#### Recorded data

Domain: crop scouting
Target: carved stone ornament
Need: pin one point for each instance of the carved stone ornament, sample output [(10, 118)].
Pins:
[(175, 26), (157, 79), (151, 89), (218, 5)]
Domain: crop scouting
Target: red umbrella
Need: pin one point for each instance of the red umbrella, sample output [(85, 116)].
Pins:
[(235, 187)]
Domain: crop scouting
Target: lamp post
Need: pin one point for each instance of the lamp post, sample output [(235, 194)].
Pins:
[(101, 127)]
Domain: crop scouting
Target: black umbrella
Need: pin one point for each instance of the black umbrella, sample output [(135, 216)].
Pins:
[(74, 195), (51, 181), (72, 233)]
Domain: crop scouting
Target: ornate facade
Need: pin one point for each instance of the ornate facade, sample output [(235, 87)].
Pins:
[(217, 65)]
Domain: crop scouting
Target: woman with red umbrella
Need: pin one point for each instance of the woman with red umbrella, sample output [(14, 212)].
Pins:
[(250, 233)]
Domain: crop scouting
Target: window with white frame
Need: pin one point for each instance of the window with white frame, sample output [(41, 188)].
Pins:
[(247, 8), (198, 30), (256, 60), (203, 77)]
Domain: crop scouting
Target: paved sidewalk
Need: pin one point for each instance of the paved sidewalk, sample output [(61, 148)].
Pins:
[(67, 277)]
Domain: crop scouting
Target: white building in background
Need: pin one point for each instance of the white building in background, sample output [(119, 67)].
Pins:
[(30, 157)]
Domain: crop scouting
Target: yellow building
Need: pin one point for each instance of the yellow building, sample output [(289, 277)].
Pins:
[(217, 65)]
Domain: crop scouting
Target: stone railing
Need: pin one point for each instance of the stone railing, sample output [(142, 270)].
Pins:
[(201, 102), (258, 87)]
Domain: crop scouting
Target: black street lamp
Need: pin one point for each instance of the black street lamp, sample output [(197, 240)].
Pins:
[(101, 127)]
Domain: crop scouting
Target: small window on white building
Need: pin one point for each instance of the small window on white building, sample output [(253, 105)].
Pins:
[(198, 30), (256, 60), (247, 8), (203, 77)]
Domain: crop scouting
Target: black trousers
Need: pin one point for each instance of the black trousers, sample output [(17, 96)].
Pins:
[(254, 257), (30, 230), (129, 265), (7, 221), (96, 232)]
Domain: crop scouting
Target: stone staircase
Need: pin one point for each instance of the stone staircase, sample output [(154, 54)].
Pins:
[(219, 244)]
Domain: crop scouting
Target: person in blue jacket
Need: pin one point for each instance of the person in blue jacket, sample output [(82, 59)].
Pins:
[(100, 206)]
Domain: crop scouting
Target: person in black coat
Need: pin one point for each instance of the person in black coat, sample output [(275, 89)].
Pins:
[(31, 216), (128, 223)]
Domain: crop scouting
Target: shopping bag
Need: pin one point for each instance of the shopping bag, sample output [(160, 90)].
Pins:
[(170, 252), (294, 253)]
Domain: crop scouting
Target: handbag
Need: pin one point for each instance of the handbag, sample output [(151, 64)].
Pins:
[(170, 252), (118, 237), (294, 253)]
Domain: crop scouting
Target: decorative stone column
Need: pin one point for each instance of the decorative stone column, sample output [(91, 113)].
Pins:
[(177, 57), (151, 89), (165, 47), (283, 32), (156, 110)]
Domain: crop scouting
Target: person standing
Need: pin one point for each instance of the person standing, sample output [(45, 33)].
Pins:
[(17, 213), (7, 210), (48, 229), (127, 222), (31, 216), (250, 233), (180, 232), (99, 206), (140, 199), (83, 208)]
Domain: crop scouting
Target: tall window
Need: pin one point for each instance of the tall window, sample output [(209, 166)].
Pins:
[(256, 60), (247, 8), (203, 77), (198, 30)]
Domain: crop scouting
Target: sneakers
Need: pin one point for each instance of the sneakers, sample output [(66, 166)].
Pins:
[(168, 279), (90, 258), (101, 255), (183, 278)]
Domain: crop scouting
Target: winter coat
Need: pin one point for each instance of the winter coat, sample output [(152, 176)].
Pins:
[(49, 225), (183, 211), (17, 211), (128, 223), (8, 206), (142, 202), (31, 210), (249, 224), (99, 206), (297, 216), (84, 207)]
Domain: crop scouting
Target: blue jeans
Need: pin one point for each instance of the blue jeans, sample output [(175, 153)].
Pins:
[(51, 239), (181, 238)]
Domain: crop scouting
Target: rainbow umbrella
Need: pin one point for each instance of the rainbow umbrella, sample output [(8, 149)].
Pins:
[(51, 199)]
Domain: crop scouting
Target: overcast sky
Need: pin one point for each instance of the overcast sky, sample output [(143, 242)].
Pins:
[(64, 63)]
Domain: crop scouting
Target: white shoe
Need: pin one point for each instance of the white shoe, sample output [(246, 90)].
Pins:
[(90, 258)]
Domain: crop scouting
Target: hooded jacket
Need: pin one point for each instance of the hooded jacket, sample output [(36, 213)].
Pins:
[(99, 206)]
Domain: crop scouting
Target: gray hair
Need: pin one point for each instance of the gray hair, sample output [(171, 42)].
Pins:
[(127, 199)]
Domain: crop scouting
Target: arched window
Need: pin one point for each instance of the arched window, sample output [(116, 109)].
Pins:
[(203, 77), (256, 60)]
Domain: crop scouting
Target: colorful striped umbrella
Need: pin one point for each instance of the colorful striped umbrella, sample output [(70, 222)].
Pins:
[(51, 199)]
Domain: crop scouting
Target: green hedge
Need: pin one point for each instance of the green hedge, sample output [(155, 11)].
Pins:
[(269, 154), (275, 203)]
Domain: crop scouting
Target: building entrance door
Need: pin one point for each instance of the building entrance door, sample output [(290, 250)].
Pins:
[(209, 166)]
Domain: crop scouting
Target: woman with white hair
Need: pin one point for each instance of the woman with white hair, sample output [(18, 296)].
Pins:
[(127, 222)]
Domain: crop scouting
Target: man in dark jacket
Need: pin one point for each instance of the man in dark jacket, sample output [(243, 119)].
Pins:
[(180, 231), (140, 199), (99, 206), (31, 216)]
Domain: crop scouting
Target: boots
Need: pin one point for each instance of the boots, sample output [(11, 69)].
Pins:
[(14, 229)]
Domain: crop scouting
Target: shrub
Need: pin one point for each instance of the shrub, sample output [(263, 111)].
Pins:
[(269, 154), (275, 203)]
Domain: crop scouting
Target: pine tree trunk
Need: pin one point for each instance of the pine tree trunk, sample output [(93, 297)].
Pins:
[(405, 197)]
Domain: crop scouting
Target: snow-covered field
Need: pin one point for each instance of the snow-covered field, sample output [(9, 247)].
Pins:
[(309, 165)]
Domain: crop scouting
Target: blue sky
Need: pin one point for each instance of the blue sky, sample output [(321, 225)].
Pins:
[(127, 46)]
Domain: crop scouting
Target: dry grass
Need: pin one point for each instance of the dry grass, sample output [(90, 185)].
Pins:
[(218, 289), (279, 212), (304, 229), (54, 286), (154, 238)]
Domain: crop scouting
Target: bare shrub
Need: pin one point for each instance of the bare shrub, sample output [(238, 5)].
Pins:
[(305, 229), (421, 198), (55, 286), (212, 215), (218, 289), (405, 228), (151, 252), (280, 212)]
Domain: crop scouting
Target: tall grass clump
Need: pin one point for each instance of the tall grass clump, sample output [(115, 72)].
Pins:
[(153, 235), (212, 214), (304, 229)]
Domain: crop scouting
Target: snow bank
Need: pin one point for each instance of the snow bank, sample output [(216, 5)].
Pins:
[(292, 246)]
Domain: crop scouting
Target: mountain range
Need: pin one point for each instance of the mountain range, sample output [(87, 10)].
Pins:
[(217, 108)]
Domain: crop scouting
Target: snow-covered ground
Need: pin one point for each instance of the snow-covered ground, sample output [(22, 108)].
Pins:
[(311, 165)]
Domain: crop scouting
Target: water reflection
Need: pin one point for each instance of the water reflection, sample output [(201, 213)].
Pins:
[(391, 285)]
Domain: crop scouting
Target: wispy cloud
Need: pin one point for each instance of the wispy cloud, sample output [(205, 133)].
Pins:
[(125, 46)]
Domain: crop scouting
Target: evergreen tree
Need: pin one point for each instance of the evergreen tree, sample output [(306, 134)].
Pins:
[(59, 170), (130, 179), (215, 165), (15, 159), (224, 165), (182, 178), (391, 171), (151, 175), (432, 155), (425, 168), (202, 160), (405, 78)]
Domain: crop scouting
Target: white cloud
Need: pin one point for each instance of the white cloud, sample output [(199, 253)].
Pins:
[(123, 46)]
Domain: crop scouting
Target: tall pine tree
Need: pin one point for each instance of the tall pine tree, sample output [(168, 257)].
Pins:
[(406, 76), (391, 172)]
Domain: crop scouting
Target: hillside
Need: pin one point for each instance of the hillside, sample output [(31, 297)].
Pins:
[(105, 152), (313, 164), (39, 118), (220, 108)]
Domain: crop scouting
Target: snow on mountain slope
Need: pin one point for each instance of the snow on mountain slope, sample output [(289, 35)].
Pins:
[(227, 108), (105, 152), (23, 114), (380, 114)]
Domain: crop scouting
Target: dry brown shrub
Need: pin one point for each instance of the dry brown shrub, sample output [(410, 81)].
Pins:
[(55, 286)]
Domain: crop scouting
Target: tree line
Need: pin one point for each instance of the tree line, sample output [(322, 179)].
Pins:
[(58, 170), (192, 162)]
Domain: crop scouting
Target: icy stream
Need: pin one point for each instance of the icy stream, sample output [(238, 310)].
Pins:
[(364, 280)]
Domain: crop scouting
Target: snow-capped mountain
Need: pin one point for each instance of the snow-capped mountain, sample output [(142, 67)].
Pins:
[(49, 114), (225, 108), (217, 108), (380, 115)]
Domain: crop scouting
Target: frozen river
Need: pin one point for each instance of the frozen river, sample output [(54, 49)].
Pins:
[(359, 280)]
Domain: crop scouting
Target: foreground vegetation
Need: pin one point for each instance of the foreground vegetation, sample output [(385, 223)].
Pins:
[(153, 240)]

########
#### Recorded data

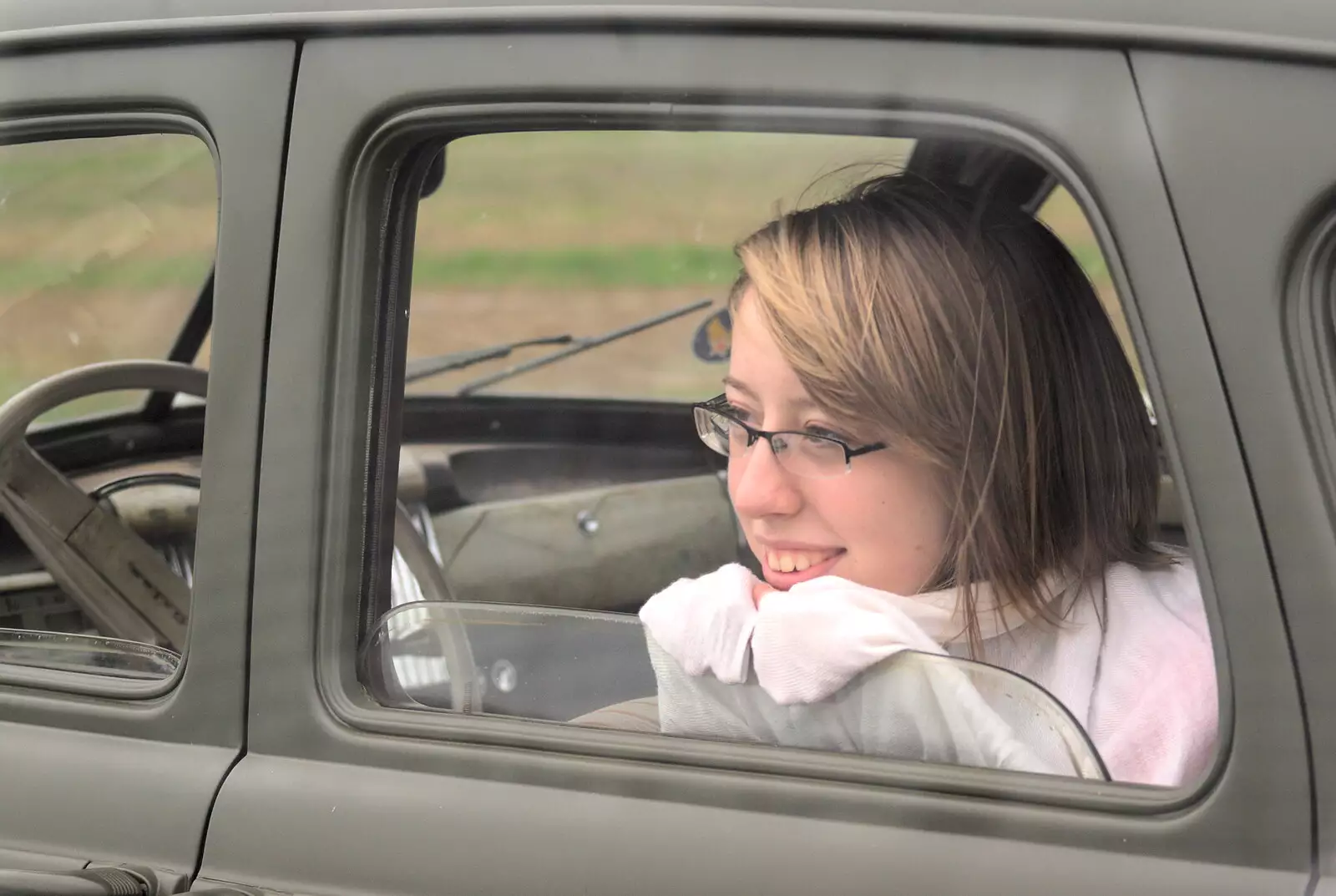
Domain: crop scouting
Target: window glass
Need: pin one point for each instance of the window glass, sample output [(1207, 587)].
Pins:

########

*Work to complete*. Above are the records. Print exactly, and only, the lines from the line with "Target: white building in background" to the line with "Need: pin one point for each instance of the small", both inclusive.

*Response for this exercise*.
Target: white building in background
Need: pin one point for each instance of the white building in background, sample output [(119, 67)].
Pins:
[(30, 157)]
Domain: crop scouting
Target: yellow building
Need: pin one point for each instance of the yellow building, sample output [(289, 277)].
Pins:
[(217, 65)]
Domain: crop scouting
Target: stone railing
Need: pin one point for each instance of the stone railing, sample output [(142, 270)].
Pins:
[(201, 102), (258, 87)]
Domain: crop scouting
Target: black street lamp
Need: pin one point for each instance of the black street lamp, sample output [(197, 240)].
Pins:
[(101, 127)]
Domain: crop scouting
Target: small window on white building
Need: pin one point for each instance of the small window on white building, sample output [(253, 105)].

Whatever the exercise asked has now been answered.